[start Records for this exercise]
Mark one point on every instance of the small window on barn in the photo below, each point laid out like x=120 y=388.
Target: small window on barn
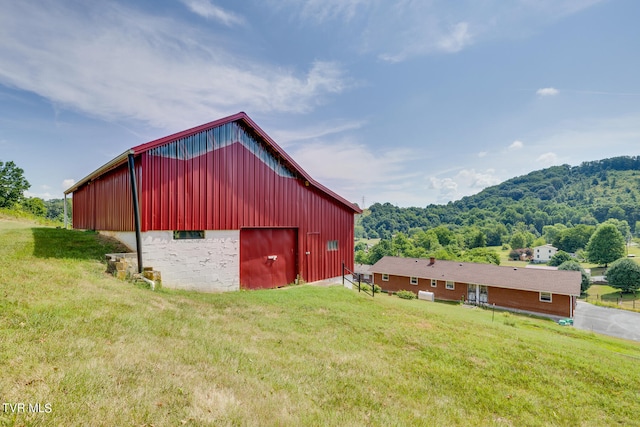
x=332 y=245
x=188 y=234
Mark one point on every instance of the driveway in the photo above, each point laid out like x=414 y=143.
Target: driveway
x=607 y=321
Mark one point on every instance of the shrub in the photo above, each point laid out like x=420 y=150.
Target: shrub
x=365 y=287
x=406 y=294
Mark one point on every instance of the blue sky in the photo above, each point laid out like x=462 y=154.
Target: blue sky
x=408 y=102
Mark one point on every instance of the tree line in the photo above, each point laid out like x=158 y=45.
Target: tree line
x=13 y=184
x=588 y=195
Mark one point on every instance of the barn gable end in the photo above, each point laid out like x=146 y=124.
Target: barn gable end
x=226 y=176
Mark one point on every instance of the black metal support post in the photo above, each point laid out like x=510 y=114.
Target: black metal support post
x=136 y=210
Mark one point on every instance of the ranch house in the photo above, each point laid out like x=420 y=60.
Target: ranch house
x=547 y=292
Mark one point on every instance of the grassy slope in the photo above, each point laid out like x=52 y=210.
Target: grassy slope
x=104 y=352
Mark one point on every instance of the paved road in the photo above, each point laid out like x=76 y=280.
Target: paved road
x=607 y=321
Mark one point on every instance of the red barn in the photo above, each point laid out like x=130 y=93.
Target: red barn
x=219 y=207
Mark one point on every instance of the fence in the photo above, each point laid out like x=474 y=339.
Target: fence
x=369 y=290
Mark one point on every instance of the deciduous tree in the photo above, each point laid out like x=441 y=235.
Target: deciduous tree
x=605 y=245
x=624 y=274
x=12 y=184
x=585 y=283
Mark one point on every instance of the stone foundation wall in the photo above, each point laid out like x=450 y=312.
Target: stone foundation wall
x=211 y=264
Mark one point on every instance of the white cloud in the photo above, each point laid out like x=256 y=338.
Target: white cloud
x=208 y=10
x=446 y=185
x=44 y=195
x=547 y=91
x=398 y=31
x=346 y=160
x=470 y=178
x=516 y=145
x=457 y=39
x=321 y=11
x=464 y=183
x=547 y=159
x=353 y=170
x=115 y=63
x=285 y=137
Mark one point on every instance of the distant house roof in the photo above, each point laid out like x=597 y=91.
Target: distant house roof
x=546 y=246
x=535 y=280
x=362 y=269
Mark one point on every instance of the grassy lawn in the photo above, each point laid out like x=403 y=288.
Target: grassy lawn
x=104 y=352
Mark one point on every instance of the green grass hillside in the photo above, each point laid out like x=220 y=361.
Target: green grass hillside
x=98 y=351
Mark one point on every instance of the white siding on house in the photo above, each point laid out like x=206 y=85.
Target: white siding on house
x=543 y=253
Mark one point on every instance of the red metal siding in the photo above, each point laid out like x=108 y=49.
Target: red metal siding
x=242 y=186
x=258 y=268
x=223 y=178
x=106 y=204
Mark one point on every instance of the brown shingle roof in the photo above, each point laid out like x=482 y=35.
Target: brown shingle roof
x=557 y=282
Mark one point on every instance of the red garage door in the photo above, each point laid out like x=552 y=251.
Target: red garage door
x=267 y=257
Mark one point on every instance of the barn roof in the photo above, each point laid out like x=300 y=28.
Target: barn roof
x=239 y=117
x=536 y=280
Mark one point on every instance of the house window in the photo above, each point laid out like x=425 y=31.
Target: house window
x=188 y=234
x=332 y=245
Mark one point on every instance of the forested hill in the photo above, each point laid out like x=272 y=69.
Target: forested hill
[end Records for this exercise]
_Work instructions:_ Output the data as a Markdown table with the columns Row and Line. Begin at the start of the data and stop after the line that has "x=408 y=102", numbering each row and omitting blank lines and the pictures.

_Task response:_
| Row | Line |
|---|---|
| 1 | Mark one point on every instance of the small window on barn in the photo below, each point laid out like x=120 y=388. |
| 2 | Target: small window on barn |
| 3 | x=332 y=245 |
| 4 | x=188 y=234 |
| 5 | Mark one point on every instance of the driveway in the photo above, each point laid out like x=414 y=143. |
| 6 | Target: driveway |
| 7 | x=607 y=321 |
| 8 | Mark one point on every instance of the shrub in the photo above, each point laid out like x=420 y=150. |
| 9 | Target: shrub |
| 10 | x=365 y=287 |
| 11 | x=406 y=294 |
| 12 | Mark one point on every instance of the blue sky in the photo above, each point laid out like x=462 y=154. |
| 13 | Target: blue sky |
| 14 | x=408 y=102 |